## Written exercise
State how many lines in the data below contain the string "post", treating uppercase and lowercase as distinct. Reply with the number alone.
======== Given data ========
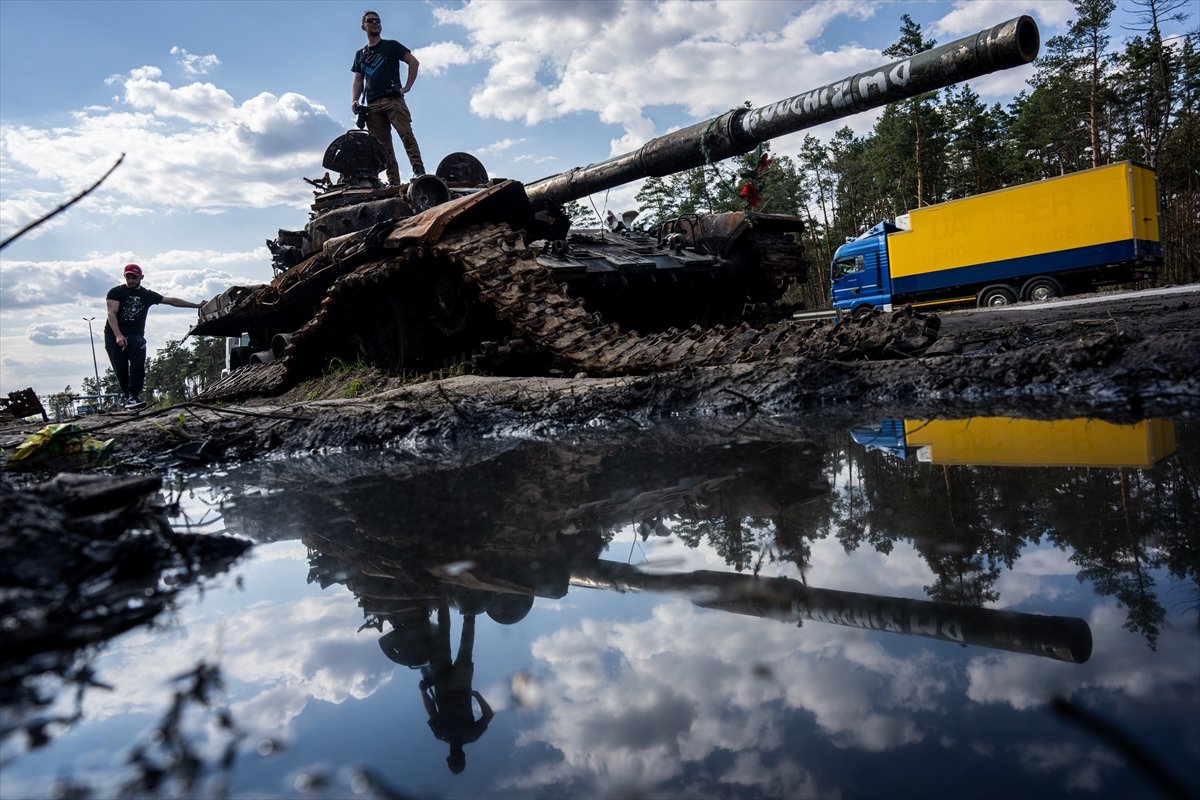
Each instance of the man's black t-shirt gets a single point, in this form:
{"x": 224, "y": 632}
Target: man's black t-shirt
{"x": 379, "y": 66}
{"x": 131, "y": 316}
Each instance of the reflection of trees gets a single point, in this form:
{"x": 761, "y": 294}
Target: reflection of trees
{"x": 760, "y": 503}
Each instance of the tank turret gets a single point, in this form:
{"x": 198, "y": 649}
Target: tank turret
{"x": 459, "y": 266}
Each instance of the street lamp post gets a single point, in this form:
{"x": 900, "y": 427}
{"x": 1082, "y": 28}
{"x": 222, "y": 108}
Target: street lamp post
{"x": 95, "y": 366}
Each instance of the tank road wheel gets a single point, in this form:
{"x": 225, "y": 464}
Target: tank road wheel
{"x": 1041, "y": 289}
{"x": 996, "y": 296}
{"x": 395, "y": 338}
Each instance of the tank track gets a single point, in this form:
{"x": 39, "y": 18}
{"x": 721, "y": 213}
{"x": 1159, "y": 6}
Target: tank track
{"x": 496, "y": 260}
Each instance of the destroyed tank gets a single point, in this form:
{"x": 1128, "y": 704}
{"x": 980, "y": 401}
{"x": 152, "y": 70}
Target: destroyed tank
{"x": 460, "y": 265}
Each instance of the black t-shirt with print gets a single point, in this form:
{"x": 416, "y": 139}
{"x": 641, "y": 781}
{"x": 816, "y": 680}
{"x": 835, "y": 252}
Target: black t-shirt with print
{"x": 131, "y": 316}
{"x": 379, "y": 66}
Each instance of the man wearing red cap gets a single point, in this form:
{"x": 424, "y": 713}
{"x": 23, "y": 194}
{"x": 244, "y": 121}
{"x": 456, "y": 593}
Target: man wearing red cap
{"x": 125, "y": 332}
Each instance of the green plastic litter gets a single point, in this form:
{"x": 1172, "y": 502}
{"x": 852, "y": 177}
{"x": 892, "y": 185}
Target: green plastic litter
{"x": 61, "y": 441}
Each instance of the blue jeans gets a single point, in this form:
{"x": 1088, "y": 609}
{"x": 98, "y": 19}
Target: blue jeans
{"x": 129, "y": 362}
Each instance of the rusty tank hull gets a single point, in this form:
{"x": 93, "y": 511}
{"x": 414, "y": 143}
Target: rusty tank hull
{"x": 460, "y": 266}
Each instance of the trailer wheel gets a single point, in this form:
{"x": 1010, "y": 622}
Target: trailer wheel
{"x": 1041, "y": 289}
{"x": 996, "y": 296}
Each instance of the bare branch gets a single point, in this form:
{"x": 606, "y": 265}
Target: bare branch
{"x": 61, "y": 208}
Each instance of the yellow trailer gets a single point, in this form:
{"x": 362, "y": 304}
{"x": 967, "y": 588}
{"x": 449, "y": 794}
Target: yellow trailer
{"x": 1008, "y": 441}
{"x": 1032, "y": 241}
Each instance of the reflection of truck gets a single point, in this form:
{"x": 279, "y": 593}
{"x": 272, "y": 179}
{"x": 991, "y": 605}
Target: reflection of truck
{"x": 1033, "y": 241}
{"x": 1007, "y": 441}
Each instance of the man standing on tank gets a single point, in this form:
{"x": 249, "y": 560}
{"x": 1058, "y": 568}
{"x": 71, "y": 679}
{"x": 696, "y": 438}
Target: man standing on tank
{"x": 125, "y": 332}
{"x": 377, "y": 73}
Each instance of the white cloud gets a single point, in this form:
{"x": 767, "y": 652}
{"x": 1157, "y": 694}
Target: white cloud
{"x": 859, "y": 696}
{"x": 192, "y": 64}
{"x": 499, "y": 146}
{"x": 437, "y": 59}
{"x": 619, "y": 60}
{"x": 187, "y": 148}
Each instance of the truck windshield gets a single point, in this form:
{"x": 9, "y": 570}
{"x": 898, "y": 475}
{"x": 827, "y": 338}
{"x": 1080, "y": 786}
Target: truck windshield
{"x": 847, "y": 265}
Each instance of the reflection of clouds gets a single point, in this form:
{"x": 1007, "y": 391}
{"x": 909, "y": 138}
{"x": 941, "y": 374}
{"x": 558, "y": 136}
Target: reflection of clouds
{"x": 1120, "y": 662}
{"x": 1033, "y": 579}
{"x": 1083, "y": 768}
{"x": 274, "y": 657}
{"x": 900, "y": 573}
{"x": 633, "y": 703}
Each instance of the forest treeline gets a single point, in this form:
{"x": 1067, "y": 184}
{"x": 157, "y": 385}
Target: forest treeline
{"x": 1089, "y": 104}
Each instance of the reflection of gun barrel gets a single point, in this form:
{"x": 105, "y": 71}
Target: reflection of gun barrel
{"x": 1065, "y": 638}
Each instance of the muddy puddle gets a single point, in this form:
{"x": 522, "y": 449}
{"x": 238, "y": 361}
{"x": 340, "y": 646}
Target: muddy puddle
{"x": 985, "y": 607}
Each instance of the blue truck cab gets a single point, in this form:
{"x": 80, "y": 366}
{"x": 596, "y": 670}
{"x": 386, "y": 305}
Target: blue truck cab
{"x": 859, "y": 275}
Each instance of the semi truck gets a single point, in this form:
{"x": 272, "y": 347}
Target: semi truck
{"x": 1035, "y": 241}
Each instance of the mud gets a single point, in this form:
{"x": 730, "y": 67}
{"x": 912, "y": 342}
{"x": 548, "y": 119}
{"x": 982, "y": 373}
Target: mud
{"x": 1120, "y": 360}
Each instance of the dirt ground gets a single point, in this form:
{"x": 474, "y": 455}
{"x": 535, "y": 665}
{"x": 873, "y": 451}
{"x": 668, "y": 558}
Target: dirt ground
{"x": 1120, "y": 360}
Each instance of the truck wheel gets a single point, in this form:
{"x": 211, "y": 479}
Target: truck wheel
{"x": 1041, "y": 289}
{"x": 996, "y": 296}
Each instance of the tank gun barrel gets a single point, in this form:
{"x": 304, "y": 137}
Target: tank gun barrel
{"x": 1001, "y": 47}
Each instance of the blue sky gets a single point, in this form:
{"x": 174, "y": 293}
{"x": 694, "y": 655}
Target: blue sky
{"x": 222, "y": 107}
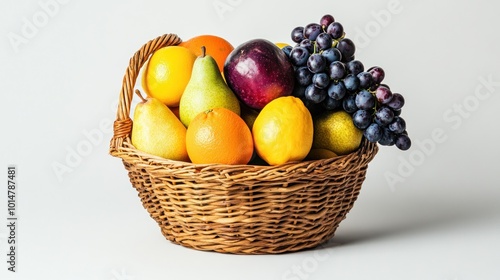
========
## Result
2